• EXCERPTED RECORDS:

::::::

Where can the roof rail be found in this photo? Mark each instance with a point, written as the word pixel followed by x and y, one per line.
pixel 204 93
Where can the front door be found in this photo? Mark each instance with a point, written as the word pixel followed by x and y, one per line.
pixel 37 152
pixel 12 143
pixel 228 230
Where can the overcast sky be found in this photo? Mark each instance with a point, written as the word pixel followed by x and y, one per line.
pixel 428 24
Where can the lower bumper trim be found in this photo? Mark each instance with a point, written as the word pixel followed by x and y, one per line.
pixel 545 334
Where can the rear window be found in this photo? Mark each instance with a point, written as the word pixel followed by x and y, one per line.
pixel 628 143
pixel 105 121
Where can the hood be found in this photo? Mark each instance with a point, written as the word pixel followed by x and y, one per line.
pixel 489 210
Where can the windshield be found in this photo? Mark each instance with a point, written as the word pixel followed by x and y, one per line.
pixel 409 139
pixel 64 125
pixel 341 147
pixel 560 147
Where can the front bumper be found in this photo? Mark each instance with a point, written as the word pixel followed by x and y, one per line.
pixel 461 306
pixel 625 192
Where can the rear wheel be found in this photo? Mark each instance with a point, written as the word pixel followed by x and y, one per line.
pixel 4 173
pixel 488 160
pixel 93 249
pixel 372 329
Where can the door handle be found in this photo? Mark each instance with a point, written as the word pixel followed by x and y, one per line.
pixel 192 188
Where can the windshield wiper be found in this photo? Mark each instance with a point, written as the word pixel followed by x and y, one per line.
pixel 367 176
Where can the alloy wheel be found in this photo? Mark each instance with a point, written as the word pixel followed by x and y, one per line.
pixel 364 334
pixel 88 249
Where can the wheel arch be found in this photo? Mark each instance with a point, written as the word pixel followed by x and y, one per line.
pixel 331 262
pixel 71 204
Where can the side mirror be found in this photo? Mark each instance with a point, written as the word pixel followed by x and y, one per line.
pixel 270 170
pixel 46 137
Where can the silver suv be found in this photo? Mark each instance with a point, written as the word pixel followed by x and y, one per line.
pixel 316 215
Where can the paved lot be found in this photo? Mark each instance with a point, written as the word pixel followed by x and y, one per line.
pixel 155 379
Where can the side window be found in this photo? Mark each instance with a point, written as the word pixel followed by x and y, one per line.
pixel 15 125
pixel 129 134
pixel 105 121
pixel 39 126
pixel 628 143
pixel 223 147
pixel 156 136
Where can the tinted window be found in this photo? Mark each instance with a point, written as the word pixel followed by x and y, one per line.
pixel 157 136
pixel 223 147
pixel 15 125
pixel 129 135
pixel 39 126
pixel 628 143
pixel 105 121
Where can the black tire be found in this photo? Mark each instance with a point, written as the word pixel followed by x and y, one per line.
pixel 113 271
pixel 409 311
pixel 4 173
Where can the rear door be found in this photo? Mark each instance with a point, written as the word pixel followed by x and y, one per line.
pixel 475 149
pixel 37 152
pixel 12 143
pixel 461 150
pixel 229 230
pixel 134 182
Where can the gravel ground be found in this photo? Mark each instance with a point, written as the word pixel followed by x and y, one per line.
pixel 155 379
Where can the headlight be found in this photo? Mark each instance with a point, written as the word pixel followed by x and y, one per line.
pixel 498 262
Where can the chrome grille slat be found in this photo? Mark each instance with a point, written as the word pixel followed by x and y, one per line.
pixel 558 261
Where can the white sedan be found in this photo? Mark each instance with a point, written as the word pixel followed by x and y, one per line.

::::::

• BRIEF:
Take the entries above and repeat them. Alter nothing.

• OUTPUT FOR THIS EXERCISE:
Where can the roof rail be found in this photo? Mark each instance with a point, written as the word pixel followed by x and y, one per line.
pixel 204 93
Where can the front door be found in this photo? Mark each instance with a point, written as the word pixel followed by x and y, one per line.
pixel 37 152
pixel 12 143
pixel 228 230
Where can the overcast sky be found in this photo? Mark each instance with a point, written as the word pixel followed by x and y, one per line.
pixel 428 24
Where can the lower bumper trim be found in this photo? Mark each instance with a point, written as the word pixel followed by x and y, one per line.
pixel 545 334
Where can the rear window be found in this photo? Mark each instance with a point, written as the word pixel followed by x and y, one per line.
pixel 628 143
pixel 105 121
Where can the hood be found in this photo? Mark each instance with a point, written as the word pixel followed by x and y, one per line.
pixel 489 210
Where can the windshield be found in this photo? Mark each instance with a point, written as the word pixel followed by x and y, one per line.
pixel 409 139
pixel 64 125
pixel 341 147
pixel 560 147
Where can the front bumper be found in this photo? Mark each instance with a point, written as the word pixel followed by x and y, one per line.
pixel 461 306
pixel 625 192
Where can the rear wheel be found in this photo? Mark each instance with a point, written as the word pixel followed by x and y, one per line.
pixel 4 173
pixel 488 160
pixel 93 249
pixel 372 329
Where can the door handle be found in this photo? Mark each instance with a point, written as the word pixel followed by x and y, one per line.
pixel 192 188
Where can the windshield wiper be found in this photo? Mark each instance with a point, written as the word pixel followed by x and y, one per line.
pixel 367 176
Where can the alloy wheel be found in this photo? Mark each instance with a point, written as the word pixel followed by x and y, one per line.
pixel 364 334
pixel 88 249
Where can the wheel arch be found in this photo? Mark each instance with a point, written as the word pixel followed by x and y, one per line.
pixel 331 262
pixel 71 204
Where can the side mirror be found in this photo? Mark each instance with a point, written as the word pixel followed by x and y, one per line.
pixel 270 170
pixel 46 137
Where can the silver suv be found in this photo? Mark each instance with a point, written as the word pixel followed by x and y, one per line.
pixel 316 215
Where can the paved lot be found in this photo? Mark each instance with a point, written as the word pixel followed by x and y, one per line.
pixel 155 379
Where can the side window be found in this photo? Mark each instance with a point, written as the word pixel followed by x and y, one per line.
pixel 15 125
pixel 129 134
pixel 105 121
pixel 39 126
pixel 628 143
pixel 223 147
pixel 156 136
Where can the tinted window be found in this photo? Mark each instance with a point, written as the word pixel followed by x and y, one per line.
pixel 157 136
pixel 223 147
pixel 15 125
pixel 129 135
pixel 39 126
pixel 628 143
pixel 105 121
Where can the black tire be found in this photo? Mark each instance with a point, written as the word pixel followed by x and y, one per line.
pixel 113 271
pixel 409 311
pixel 4 173
Where can the rear door be found in this photo? Mark each instance with a point, written as the word pixel followed by x and y, one per line.
pixel 475 149
pixel 37 152
pixel 12 143
pixel 461 150
pixel 229 230
pixel 134 182
Where can the gravel ground be found in this photo? Mark each instance with a point, written as the word pixel followed by x and y, one per line.
pixel 155 379
Where can the headlight be found in this photo? Mark each instance with a point, written as the word pixel followed by x and y, one per line.
pixel 498 262
Where can the chrome grille slat be found in this photo? Mark each instance with a point, written as the word pixel followed by x and y, one per line.
pixel 558 261
Where can the white sedan be found in this photo? Mark each instance with a point, written as the word pixel followed by x and y, one per line.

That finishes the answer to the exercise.